What to do: Copy out the part of the listing that opens with the line containing "Where can the grassy" and closes with the line containing "<point>355,404</point>", keeping both of those lines and everything between them.

Exercise materials:
----------------
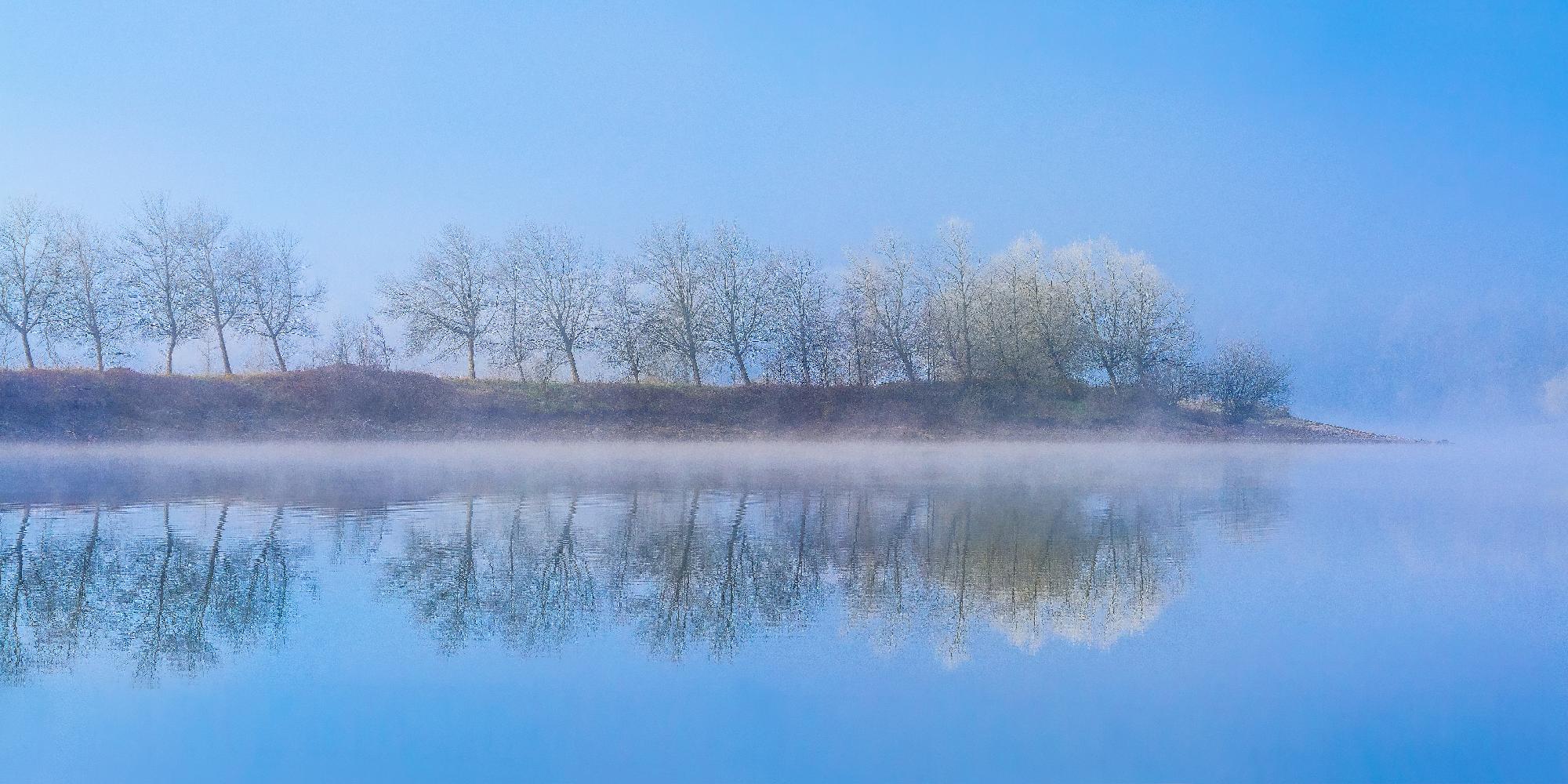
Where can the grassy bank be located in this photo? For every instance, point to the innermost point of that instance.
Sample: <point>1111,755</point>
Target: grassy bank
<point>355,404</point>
----------------
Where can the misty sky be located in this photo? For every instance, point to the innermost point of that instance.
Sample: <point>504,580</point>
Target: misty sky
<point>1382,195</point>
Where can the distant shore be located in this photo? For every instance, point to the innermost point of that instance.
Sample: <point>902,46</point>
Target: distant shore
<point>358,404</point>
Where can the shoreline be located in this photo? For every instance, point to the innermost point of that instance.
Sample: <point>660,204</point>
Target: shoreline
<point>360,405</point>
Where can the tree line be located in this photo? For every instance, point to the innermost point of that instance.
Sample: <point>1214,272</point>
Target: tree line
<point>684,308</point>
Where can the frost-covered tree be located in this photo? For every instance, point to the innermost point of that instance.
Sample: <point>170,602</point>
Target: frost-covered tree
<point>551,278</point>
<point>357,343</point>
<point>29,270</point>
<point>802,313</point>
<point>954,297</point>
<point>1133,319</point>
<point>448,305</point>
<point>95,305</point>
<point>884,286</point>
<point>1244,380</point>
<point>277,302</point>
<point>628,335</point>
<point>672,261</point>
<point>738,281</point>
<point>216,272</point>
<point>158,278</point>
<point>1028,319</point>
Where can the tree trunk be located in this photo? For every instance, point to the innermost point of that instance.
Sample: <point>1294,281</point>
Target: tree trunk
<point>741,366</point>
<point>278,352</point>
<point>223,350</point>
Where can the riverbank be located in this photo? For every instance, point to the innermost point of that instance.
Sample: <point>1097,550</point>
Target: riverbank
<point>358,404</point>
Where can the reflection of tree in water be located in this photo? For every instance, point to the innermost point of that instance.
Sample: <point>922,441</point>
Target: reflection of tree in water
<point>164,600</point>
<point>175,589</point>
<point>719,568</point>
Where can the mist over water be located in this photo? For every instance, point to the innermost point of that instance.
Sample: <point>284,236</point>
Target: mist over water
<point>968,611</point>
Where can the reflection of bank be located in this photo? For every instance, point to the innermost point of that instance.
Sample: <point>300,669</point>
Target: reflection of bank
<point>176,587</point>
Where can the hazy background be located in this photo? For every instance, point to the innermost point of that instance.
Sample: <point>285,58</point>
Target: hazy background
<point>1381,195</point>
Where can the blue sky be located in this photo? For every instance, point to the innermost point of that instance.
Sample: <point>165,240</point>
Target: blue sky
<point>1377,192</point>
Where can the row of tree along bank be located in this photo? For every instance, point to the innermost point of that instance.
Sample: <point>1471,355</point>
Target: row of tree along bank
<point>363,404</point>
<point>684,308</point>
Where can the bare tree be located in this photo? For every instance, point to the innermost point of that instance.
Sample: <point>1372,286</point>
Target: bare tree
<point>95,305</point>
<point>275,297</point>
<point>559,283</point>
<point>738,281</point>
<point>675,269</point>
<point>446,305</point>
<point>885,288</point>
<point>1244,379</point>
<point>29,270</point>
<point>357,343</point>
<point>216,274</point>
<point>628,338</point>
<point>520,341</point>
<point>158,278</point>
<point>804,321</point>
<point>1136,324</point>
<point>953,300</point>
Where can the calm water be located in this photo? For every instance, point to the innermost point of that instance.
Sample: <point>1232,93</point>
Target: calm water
----------------
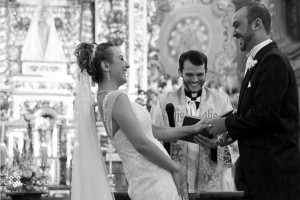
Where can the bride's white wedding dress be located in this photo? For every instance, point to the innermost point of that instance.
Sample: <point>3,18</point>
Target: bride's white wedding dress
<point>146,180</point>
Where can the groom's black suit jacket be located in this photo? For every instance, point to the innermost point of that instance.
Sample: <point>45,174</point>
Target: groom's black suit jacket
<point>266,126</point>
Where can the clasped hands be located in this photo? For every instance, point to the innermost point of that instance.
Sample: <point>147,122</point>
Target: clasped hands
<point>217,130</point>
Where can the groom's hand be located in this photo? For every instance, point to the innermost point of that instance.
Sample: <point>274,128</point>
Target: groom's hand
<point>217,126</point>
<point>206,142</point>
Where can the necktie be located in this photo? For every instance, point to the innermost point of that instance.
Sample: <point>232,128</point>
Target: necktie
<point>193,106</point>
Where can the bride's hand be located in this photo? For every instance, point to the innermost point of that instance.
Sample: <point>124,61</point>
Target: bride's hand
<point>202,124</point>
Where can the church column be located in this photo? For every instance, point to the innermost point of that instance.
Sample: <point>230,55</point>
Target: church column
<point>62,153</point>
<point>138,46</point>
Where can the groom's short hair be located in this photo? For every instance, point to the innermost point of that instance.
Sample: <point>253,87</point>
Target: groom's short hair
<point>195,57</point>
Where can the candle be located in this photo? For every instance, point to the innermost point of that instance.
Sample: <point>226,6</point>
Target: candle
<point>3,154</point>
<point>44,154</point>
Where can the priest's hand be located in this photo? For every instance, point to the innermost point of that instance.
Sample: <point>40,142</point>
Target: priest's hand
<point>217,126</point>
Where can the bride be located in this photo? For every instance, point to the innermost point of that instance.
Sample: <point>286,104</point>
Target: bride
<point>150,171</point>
----------------
Response to the exercise:
Where can the grassy bank be located in this photo? For every instance, point to the innermost point of that instance.
Sample: <point>1111,755</point>
Target: grassy bank
<point>355,404</point>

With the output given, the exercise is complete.